Dataset entries:
◇ ◇ ◇ ◇ ◇

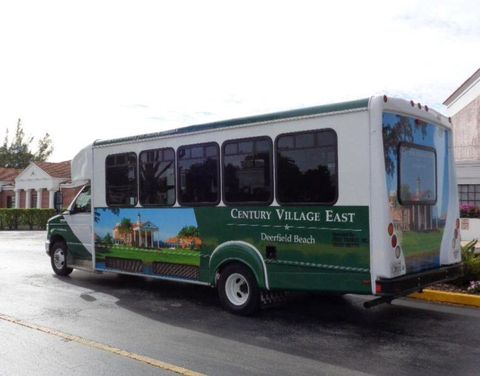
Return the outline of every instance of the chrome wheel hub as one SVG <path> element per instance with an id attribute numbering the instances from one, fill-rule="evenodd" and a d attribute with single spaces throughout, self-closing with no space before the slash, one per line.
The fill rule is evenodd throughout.
<path id="1" fill-rule="evenodd" d="M 65 266 L 65 251 L 61 248 L 53 251 L 53 264 L 57 269 L 62 269 Z"/>
<path id="2" fill-rule="evenodd" d="M 231 274 L 225 282 L 225 293 L 233 305 L 241 306 L 245 304 L 250 295 L 248 281 L 239 273 Z"/>

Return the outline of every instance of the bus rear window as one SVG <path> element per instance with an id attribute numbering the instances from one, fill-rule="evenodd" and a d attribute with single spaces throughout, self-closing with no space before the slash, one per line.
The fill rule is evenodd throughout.
<path id="1" fill-rule="evenodd" d="M 435 149 L 410 143 L 399 147 L 398 200 L 402 205 L 437 201 Z"/>

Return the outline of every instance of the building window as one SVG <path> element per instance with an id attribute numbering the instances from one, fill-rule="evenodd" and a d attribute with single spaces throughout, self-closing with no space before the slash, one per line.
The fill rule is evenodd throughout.
<path id="1" fill-rule="evenodd" d="M 15 207 L 15 196 L 7 196 L 7 208 L 11 209 Z"/>
<path id="2" fill-rule="evenodd" d="M 459 184 L 460 205 L 480 207 L 480 184 Z"/>
<path id="3" fill-rule="evenodd" d="M 228 204 L 272 201 L 272 143 L 269 138 L 223 144 L 223 191 Z"/>
<path id="4" fill-rule="evenodd" d="M 137 204 L 137 155 L 109 155 L 105 161 L 106 199 L 111 206 Z"/>
<path id="5" fill-rule="evenodd" d="M 32 191 L 30 198 L 31 198 L 30 207 L 31 208 L 36 208 L 37 207 L 37 200 L 38 200 L 37 191 Z"/>
<path id="6" fill-rule="evenodd" d="M 145 150 L 140 153 L 140 204 L 175 204 L 175 152 L 173 149 Z"/>
<path id="7" fill-rule="evenodd" d="M 338 195 L 336 133 L 325 129 L 278 136 L 276 179 L 280 203 L 335 203 Z"/>
<path id="8" fill-rule="evenodd" d="M 177 153 L 180 204 L 217 204 L 220 201 L 218 145 L 182 146 Z"/>

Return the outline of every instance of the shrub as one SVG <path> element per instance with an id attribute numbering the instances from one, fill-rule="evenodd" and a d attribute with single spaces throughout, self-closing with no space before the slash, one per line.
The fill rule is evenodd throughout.
<path id="1" fill-rule="evenodd" d="M 460 217 L 480 218 L 480 208 L 471 204 L 462 204 L 460 205 Z"/>
<path id="2" fill-rule="evenodd" d="M 29 230 L 33 230 L 33 224 L 35 220 L 35 212 L 36 210 L 32 209 L 21 209 L 20 212 L 20 223 L 22 225 L 28 226 Z"/>
<path id="3" fill-rule="evenodd" d="M 38 209 L 35 211 L 34 225 L 40 229 L 45 230 L 48 220 L 57 212 L 55 209 Z"/>
<path id="4" fill-rule="evenodd" d="M 470 282 L 480 280 L 480 256 L 475 254 L 478 240 L 472 240 L 462 247 L 463 276 L 452 281 L 458 286 L 468 286 Z"/>
<path id="5" fill-rule="evenodd" d="M 20 222 L 20 211 L 22 209 L 0 209 L 2 222 L 5 229 L 17 230 Z"/>
<path id="6" fill-rule="evenodd" d="M 467 291 L 470 293 L 480 292 L 480 281 L 470 281 L 467 287 Z"/>
<path id="7" fill-rule="evenodd" d="M 0 229 L 44 230 L 47 221 L 55 215 L 55 209 L 0 209 Z"/>

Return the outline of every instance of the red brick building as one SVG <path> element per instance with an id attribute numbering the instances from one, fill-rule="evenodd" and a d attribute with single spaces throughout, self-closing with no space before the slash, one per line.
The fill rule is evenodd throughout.
<path id="1" fill-rule="evenodd" d="M 0 208 L 53 208 L 57 191 L 68 206 L 80 189 L 71 182 L 70 161 L 31 162 L 24 170 L 0 168 Z"/>

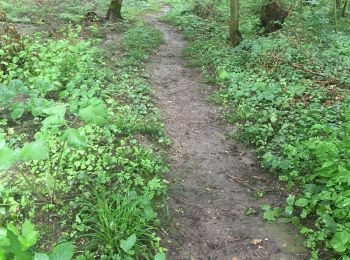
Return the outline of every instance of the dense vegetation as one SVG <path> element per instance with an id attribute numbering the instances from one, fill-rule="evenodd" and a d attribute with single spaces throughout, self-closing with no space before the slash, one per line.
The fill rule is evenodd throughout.
<path id="1" fill-rule="evenodd" d="M 164 259 L 167 166 L 146 144 L 169 141 L 143 69 L 162 39 L 132 16 L 151 3 L 105 24 L 84 15 L 107 1 L 50 2 L 0 2 L 7 22 L 56 29 L 0 38 L 0 259 Z"/>
<path id="2" fill-rule="evenodd" d="M 162 37 L 140 19 L 159 3 L 123 1 L 116 22 L 111 2 L 0 1 L 0 259 L 165 259 L 169 140 L 143 64 Z M 277 1 L 270 28 L 275 1 L 167 2 L 229 137 L 285 183 L 264 219 L 296 225 L 313 259 L 350 259 L 348 1 Z"/>
<path id="3" fill-rule="evenodd" d="M 314 259 L 349 259 L 349 18 L 336 1 L 281 1 L 289 16 L 266 34 L 265 1 L 241 1 L 244 40 L 232 48 L 229 1 L 169 2 L 166 20 L 191 41 L 184 54 L 220 87 L 231 136 L 287 185 L 284 209 L 264 205 L 264 218 L 297 225 Z"/>

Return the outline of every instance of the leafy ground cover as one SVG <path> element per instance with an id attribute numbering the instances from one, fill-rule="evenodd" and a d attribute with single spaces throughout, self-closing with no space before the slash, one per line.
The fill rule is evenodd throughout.
<path id="1" fill-rule="evenodd" d="M 166 20 L 191 41 L 184 51 L 219 90 L 213 100 L 253 144 L 261 165 L 286 183 L 285 205 L 263 205 L 267 221 L 288 221 L 312 258 L 349 259 L 349 36 L 329 6 L 294 5 L 283 30 L 264 35 L 262 1 L 241 1 L 244 41 L 227 43 L 228 1 L 168 1 Z M 289 8 L 288 1 L 285 4 Z"/>
<path id="2" fill-rule="evenodd" d="M 21 23 L 79 23 L 89 12 L 104 16 L 109 0 L 73 0 L 53 2 L 51 0 L 2 0 L 1 9 L 10 22 Z M 144 12 L 157 10 L 159 5 L 154 1 L 126 0 L 123 6 L 125 18 Z M 51 28 L 53 29 L 53 28 Z"/>
<path id="3" fill-rule="evenodd" d="M 1 2 L 15 21 L 62 14 L 45 1 L 13 4 L 21 8 Z M 75 14 L 66 5 L 87 11 L 74 1 L 59 8 Z M 1 38 L 0 259 L 165 258 L 156 231 L 167 166 L 154 147 L 169 141 L 143 70 L 162 39 L 130 17 L 88 30 L 66 25 L 56 39 L 13 29 Z"/>

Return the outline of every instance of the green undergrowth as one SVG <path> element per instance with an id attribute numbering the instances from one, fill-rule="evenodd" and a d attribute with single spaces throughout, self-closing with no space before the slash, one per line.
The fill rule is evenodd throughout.
<path id="1" fill-rule="evenodd" d="M 232 48 L 228 1 L 170 3 L 165 20 L 190 40 L 189 65 L 219 86 L 213 100 L 237 125 L 231 136 L 253 144 L 262 167 L 287 185 L 285 208 L 265 205 L 264 217 L 297 225 L 313 259 L 349 259 L 348 20 L 335 22 L 326 3 L 302 5 L 283 30 L 263 36 L 261 3 L 242 2 L 244 41 Z"/>
<path id="2" fill-rule="evenodd" d="M 79 23 L 89 12 L 95 12 L 104 17 L 110 0 L 82 1 L 52 1 L 52 0 L 0 0 L 0 11 L 6 13 L 7 21 L 18 23 Z M 124 0 L 123 16 L 128 21 L 145 12 L 159 9 L 155 0 Z"/>
<path id="3" fill-rule="evenodd" d="M 143 70 L 160 33 L 134 23 L 101 51 L 66 31 L 0 42 L 0 259 L 71 259 L 64 241 L 77 259 L 164 259 L 169 140 Z"/>

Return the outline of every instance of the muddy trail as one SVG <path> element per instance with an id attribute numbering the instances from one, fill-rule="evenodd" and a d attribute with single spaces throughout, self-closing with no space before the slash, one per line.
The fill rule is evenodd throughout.
<path id="1" fill-rule="evenodd" d="M 147 64 L 156 99 L 173 141 L 169 208 L 163 234 L 168 259 L 305 259 L 302 239 L 286 224 L 268 224 L 263 203 L 278 203 L 281 191 L 259 169 L 244 146 L 224 140 L 228 126 L 219 108 L 206 100 L 213 87 L 186 67 L 186 40 L 160 21 L 169 7 L 146 20 L 164 35 L 164 44 Z M 254 181 L 254 183 L 251 183 Z M 257 200 L 252 194 L 267 191 Z"/>

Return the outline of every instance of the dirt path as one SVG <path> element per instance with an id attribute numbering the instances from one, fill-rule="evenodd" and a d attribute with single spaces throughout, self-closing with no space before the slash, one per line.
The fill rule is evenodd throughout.
<path id="1" fill-rule="evenodd" d="M 211 87 L 186 67 L 181 33 L 159 21 L 168 10 L 147 17 L 164 34 L 165 43 L 147 66 L 174 143 L 169 175 L 173 221 L 164 235 L 168 259 L 304 259 L 292 227 L 245 214 L 278 201 L 279 194 L 254 199 L 255 190 L 240 180 L 255 178 L 259 190 L 276 184 L 261 173 L 249 150 L 223 139 L 227 129 L 218 120 L 219 110 L 206 102 Z"/>

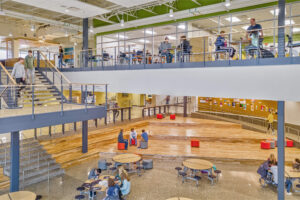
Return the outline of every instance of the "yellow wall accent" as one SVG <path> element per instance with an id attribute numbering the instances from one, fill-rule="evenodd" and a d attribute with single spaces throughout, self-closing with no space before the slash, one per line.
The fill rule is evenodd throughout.
<path id="1" fill-rule="evenodd" d="M 235 106 L 233 106 L 233 103 Z M 199 97 L 198 109 L 266 118 L 270 110 L 277 113 L 277 102 L 256 99 Z M 277 119 L 276 115 L 274 117 Z"/>

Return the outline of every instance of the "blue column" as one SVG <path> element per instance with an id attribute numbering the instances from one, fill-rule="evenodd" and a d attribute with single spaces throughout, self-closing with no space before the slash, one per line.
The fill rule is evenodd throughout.
<path id="1" fill-rule="evenodd" d="M 40 54 L 40 51 L 37 51 L 37 55 L 36 55 L 36 67 L 39 69 L 40 68 L 40 56 L 41 56 L 41 54 Z M 49 58 L 49 60 L 50 60 L 50 58 Z"/>
<path id="2" fill-rule="evenodd" d="M 277 155 L 278 155 L 278 200 L 284 200 L 284 101 L 277 102 L 278 125 L 277 125 Z"/>
<path id="3" fill-rule="evenodd" d="M 82 153 L 88 152 L 88 121 L 82 121 Z"/>
<path id="4" fill-rule="evenodd" d="M 183 97 L 183 117 L 187 117 L 187 96 Z"/>
<path id="5" fill-rule="evenodd" d="M 83 66 L 81 67 L 88 67 L 88 48 L 89 48 L 89 19 L 84 18 L 82 23 L 82 58 L 83 58 Z"/>
<path id="6" fill-rule="evenodd" d="M 19 131 L 11 132 L 10 192 L 19 191 L 20 143 Z"/>
<path id="7" fill-rule="evenodd" d="M 278 0 L 278 9 L 278 57 L 285 57 L 285 0 Z"/>

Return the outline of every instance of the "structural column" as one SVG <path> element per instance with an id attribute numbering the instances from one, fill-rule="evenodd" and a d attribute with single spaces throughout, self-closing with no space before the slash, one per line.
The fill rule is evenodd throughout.
<path id="1" fill-rule="evenodd" d="M 82 121 L 82 153 L 88 152 L 88 121 Z"/>
<path id="2" fill-rule="evenodd" d="M 89 19 L 84 18 L 82 23 L 82 59 L 83 67 L 88 67 L 88 48 L 89 48 Z"/>
<path id="3" fill-rule="evenodd" d="M 187 96 L 183 97 L 183 117 L 187 117 Z"/>
<path id="4" fill-rule="evenodd" d="M 278 119 L 277 119 L 277 155 L 278 155 L 278 200 L 284 199 L 284 148 L 285 148 L 285 140 L 284 140 L 284 101 L 278 101 L 277 103 L 278 109 Z"/>
<path id="5" fill-rule="evenodd" d="M 278 0 L 278 57 L 285 57 L 285 0 Z M 284 200 L 284 101 L 278 101 L 277 156 L 278 156 L 278 200 Z"/>
<path id="6" fill-rule="evenodd" d="M 19 191 L 20 135 L 19 131 L 11 132 L 10 135 L 10 192 L 16 192 Z"/>

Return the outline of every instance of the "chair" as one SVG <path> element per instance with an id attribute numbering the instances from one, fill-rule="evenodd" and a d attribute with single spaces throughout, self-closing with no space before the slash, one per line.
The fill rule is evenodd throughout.
<path id="1" fill-rule="evenodd" d="M 296 188 L 299 188 L 299 189 L 300 189 L 300 184 L 297 184 L 297 185 L 296 185 Z"/>
<path id="2" fill-rule="evenodd" d="M 152 159 L 143 160 L 142 165 L 144 169 L 153 169 L 153 160 Z"/>
<path id="3" fill-rule="evenodd" d="M 175 115 L 175 114 L 171 114 L 171 115 L 170 115 L 170 119 L 171 119 L 171 120 L 175 120 L 175 119 L 176 119 L 176 115 Z"/>
<path id="4" fill-rule="evenodd" d="M 219 176 L 221 174 L 221 170 L 216 169 L 214 172 L 217 174 L 217 181 L 219 181 Z"/>
<path id="5" fill-rule="evenodd" d="M 200 142 L 199 140 L 191 140 L 191 147 L 200 147 Z"/>
<path id="6" fill-rule="evenodd" d="M 141 141 L 141 149 L 148 149 L 148 142 Z"/>
<path id="7" fill-rule="evenodd" d="M 42 199 L 42 195 L 36 195 L 35 200 L 40 200 Z"/>
<path id="8" fill-rule="evenodd" d="M 229 59 L 229 52 L 225 49 L 216 49 L 215 60 L 219 60 L 219 54 L 225 54 L 225 60 Z"/>
<path id="9" fill-rule="evenodd" d="M 208 179 L 211 181 L 211 184 L 213 185 L 214 184 L 214 179 L 216 179 L 217 177 L 215 175 L 208 175 Z"/>
<path id="10" fill-rule="evenodd" d="M 181 171 L 182 168 L 181 167 L 175 167 L 175 170 L 177 170 L 177 174 L 178 174 L 178 177 L 179 177 L 179 171 Z"/>
<path id="11" fill-rule="evenodd" d="M 81 195 L 81 194 L 80 194 L 80 195 L 76 195 L 76 196 L 75 196 L 75 199 L 76 199 L 76 200 L 85 199 L 85 196 L 84 196 L 84 195 Z"/>
<path id="12" fill-rule="evenodd" d="M 85 188 L 80 186 L 80 187 L 76 188 L 76 190 L 79 192 L 79 194 L 83 195 Z"/>
<path id="13" fill-rule="evenodd" d="M 137 166 L 137 167 L 136 167 L 138 176 L 141 176 L 141 175 L 142 175 L 142 174 L 141 174 L 142 169 L 145 170 L 144 167 L 142 167 L 142 166 Z"/>
<path id="14" fill-rule="evenodd" d="M 199 181 L 201 180 L 200 176 L 194 176 L 194 179 L 196 180 L 196 186 L 198 187 Z"/>
<path id="15" fill-rule="evenodd" d="M 186 180 L 187 173 L 185 173 L 184 171 L 180 171 L 179 175 L 182 176 L 182 183 L 184 183 L 184 181 Z"/>
<path id="16" fill-rule="evenodd" d="M 116 167 L 111 167 L 111 168 L 109 168 L 109 170 L 111 171 L 111 173 L 114 173 L 117 170 L 117 168 Z"/>
<path id="17" fill-rule="evenodd" d="M 101 170 L 107 170 L 106 160 L 99 160 L 98 161 L 98 168 Z"/>
<path id="18" fill-rule="evenodd" d="M 271 143 L 268 141 L 261 141 L 260 142 L 260 148 L 261 149 L 270 149 L 271 148 Z"/>
<path id="19" fill-rule="evenodd" d="M 294 146 L 294 142 L 293 140 L 286 140 L 286 147 L 293 147 Z"/>
<path id="20" fill-rule="evenodd" d="M 125 150 L 125 143 L 118 143 L 118 150 Z"/>
<path id="21" fill-rule="evenodd" d="M 162 114 L 157 114 L 157 115 L 156 115 L 156 118 L 157 118 L 157 119 L 162 119 L 163 117 L 164 117 L 164 116 L 163 116 Z"/>

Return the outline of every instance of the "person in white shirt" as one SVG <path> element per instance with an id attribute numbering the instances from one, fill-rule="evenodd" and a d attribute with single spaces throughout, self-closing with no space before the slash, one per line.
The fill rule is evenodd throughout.
<path id="1" fill-rule="evenodd" d="M 14 64 L 14 68 L 11 73 L 12 77 L 16 79 L 17 84 L 23 84 L 25 85 L 25 77 L 26 72 L 24 68 L 24 58 L 19 58 L 18 62 Z M 20 91 L 24 88 L 24 86 L 19 87 L 18 89 L 18 97 L 20 97 Z"/>
<path id="2" fill-rule="evenodd" d="M 270 168 L 272 174 L 273 174 L 273 181 L 276 185 L 278 185 L 278 167 L 277 167 L 277 162 L 272 164 Z"/>
<path id="3" fill-rule="evenodd" d="M 134 130 L 134 128 L 132 128 L 131 131 L 130 131 L 130 140 L 129 140 L 130 145 L 132 145 L 132 143 L 133 143 L 132 140 L 135 141 L 134 145 L 137 145 L 137 133 Z"/>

◇ ◇ ◇ ◇ ◇

Among the records, find the lines that contain "column" and copy each of them.

Return the outline of every instance of the "blue column" as one SVG <path> element per instance with an id attribute numbering the instances from one, fill-rule="evenodd" and a d attribute with single spaces throughout, self-closing with no space before the slash, one per line.
Return the outline of every instance of the "structural column" as one SVG <path> element per instance with an id attribute numbering the instances from one, fill-rule="evenodd" and a d attribute with single spaces throughout, self-closing with no space before the slash, one per line.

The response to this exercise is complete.